• **ZAPISANE INFORMACJE**:

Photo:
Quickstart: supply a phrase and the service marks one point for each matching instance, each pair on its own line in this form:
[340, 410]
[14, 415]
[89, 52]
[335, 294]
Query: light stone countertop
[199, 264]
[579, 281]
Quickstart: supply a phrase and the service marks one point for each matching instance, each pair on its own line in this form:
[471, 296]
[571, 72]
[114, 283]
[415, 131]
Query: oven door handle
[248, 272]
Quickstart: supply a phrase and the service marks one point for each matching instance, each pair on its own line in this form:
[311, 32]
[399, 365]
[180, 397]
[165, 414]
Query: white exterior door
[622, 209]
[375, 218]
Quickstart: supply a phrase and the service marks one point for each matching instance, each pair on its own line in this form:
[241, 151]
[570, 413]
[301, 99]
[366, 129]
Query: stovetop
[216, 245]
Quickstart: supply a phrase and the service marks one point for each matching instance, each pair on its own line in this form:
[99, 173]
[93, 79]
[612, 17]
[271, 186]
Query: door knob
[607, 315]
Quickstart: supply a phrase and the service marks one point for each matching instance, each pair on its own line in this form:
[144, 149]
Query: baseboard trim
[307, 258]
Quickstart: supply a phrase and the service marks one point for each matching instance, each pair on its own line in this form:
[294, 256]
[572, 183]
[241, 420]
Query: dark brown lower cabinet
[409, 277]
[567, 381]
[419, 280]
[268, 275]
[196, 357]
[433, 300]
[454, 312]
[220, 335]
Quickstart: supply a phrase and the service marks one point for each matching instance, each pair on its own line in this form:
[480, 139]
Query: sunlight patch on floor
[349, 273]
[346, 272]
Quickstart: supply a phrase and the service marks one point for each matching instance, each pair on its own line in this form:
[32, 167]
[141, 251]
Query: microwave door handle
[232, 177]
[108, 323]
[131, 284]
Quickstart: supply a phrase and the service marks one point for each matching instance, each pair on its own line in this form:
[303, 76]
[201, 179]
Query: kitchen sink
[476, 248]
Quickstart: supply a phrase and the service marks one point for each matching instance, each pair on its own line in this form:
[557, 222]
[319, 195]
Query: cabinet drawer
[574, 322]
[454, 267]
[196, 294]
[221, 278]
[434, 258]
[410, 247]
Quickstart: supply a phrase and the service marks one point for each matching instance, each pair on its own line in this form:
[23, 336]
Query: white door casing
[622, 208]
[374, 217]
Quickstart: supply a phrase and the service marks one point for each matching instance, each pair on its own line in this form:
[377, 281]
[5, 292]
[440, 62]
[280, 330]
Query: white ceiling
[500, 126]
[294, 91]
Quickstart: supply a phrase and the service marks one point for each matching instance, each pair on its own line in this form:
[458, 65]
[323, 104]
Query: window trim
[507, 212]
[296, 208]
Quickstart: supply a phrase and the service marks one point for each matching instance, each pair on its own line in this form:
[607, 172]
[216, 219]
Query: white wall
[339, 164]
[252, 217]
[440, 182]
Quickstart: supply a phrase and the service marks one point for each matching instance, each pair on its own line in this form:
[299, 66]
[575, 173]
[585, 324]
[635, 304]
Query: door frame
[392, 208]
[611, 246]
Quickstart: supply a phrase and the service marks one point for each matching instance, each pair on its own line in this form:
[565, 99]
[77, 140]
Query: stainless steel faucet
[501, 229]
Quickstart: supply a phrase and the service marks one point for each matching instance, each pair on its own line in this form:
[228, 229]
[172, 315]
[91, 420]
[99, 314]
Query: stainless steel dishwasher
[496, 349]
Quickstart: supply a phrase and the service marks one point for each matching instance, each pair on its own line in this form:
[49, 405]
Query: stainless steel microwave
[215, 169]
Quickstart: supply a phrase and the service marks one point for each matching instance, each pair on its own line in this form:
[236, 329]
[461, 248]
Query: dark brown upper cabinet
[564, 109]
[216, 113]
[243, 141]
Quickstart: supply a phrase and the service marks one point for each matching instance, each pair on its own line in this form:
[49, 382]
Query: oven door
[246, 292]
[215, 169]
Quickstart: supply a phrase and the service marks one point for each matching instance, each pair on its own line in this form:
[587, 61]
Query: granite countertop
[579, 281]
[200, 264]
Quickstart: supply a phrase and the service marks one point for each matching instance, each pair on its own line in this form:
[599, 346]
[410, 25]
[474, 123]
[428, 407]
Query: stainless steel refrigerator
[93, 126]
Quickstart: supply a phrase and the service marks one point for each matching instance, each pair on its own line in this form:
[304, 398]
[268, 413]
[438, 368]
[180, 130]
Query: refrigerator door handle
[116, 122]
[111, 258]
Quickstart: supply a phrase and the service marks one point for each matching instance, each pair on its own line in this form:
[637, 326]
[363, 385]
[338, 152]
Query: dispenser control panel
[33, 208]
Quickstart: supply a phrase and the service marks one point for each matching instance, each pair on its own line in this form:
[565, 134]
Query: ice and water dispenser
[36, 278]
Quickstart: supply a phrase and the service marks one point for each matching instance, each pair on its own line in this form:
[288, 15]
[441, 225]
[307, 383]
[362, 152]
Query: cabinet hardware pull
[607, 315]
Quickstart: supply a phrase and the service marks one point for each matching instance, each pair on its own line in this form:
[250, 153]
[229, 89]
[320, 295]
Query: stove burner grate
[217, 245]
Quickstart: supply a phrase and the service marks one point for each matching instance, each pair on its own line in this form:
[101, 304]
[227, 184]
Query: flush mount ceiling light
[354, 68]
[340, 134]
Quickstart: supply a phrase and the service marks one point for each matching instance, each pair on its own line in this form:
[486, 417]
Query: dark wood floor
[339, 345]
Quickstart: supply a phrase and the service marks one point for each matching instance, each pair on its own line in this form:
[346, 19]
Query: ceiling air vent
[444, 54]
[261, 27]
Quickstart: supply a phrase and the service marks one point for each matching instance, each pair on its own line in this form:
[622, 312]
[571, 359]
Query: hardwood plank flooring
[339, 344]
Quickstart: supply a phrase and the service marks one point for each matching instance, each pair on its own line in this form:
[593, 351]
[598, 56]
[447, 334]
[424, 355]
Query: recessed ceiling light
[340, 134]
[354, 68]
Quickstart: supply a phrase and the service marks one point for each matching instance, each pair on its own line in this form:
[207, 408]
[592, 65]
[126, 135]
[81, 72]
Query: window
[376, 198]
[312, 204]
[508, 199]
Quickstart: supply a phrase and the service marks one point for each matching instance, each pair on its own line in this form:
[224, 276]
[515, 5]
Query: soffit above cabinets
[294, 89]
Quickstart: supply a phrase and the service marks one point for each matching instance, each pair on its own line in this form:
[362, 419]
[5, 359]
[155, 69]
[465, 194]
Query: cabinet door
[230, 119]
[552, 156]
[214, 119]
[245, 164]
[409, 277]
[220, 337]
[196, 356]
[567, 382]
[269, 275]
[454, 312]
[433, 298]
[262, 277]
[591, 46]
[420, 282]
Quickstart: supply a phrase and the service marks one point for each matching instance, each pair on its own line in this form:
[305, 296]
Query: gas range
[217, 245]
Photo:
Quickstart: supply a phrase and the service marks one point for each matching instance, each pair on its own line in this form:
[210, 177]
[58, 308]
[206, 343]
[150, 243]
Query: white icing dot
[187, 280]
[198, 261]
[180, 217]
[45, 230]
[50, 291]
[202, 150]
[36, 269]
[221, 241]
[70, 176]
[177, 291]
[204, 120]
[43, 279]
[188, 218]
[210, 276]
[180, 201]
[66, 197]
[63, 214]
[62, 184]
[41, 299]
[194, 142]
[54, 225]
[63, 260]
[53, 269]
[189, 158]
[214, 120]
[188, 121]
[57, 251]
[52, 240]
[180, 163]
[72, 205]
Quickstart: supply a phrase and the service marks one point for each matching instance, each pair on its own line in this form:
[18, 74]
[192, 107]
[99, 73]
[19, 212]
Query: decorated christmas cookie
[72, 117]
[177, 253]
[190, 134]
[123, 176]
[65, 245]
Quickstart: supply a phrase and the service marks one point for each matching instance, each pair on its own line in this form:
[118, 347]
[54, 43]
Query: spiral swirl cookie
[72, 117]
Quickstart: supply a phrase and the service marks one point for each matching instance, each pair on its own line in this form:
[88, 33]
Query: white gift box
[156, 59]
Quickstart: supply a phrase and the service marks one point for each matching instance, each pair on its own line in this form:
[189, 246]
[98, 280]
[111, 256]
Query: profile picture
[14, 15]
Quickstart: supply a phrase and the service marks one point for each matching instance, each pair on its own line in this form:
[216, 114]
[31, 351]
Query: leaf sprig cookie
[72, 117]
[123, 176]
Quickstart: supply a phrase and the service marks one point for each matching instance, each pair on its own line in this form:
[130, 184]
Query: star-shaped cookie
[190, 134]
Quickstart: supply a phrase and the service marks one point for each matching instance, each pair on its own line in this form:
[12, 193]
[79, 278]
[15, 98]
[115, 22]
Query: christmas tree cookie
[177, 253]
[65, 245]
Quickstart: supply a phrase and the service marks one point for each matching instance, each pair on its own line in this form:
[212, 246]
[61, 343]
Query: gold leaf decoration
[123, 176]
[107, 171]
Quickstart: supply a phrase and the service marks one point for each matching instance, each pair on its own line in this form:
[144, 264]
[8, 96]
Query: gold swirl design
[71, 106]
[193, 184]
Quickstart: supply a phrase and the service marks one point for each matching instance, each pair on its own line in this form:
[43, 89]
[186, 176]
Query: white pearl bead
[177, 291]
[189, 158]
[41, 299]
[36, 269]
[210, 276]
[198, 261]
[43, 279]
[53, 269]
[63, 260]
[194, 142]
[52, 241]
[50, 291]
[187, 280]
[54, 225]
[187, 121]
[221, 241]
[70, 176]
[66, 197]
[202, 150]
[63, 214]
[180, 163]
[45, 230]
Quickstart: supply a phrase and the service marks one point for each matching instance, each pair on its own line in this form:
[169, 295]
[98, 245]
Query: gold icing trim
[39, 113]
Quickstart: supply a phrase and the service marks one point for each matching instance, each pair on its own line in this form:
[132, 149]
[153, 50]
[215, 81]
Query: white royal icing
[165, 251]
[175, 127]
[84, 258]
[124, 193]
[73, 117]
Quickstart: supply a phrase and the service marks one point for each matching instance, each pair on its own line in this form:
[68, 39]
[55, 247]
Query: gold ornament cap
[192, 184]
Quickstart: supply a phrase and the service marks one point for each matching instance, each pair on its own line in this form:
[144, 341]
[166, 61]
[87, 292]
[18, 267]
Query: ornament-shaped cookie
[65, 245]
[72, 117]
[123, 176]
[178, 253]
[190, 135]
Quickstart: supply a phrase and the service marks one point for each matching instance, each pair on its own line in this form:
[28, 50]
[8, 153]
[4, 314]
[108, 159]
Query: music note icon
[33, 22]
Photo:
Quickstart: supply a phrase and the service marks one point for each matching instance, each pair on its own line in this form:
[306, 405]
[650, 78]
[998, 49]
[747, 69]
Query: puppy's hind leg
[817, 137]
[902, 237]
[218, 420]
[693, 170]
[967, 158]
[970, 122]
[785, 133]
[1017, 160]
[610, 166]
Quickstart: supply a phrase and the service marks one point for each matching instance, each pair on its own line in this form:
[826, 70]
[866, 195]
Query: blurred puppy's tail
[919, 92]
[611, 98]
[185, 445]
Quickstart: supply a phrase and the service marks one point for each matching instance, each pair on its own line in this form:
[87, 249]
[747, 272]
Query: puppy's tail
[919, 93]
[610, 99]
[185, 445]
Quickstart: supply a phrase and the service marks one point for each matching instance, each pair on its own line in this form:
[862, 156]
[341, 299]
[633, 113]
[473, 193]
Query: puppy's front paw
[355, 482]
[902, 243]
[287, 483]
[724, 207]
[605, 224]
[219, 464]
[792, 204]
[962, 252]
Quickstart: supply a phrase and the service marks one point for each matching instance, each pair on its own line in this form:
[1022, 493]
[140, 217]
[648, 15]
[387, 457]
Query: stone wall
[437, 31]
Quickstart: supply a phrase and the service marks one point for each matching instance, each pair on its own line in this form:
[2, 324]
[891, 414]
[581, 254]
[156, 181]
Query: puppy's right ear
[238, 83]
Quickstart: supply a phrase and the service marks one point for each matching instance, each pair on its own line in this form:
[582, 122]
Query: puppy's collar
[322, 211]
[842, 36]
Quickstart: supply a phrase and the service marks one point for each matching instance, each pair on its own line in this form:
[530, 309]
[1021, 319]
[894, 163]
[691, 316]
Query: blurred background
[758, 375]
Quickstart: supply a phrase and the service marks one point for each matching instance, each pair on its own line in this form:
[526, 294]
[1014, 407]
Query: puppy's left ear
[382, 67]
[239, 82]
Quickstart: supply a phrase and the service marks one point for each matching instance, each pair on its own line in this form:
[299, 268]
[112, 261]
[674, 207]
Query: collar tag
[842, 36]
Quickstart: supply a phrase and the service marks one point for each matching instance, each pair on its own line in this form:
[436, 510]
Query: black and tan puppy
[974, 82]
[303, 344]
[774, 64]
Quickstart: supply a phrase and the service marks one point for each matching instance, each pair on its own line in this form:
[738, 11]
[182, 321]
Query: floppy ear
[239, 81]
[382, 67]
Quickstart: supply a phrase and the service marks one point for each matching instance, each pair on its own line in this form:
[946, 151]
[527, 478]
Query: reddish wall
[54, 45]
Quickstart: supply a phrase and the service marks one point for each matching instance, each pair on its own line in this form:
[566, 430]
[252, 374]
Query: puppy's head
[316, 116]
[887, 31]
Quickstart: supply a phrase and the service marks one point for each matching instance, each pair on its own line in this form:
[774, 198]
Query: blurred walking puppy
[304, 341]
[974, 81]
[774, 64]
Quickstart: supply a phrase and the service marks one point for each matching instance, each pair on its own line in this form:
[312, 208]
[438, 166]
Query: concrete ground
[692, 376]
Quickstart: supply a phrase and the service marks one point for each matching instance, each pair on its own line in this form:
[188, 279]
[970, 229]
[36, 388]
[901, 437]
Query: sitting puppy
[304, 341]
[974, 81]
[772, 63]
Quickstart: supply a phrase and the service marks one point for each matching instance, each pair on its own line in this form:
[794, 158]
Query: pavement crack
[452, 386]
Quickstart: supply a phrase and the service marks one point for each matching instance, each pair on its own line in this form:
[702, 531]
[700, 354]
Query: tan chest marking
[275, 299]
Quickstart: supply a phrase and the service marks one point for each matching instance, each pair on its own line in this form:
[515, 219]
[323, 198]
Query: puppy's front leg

• **CO PRZYGOTOWAĆ**:
Policz, w ilu wierszach powyższych rekordów występuje słowo „brown”, i podaj wyłącznie tę liczbę.

• **OCZEKIWANA ODPOWIEDŹ**:
2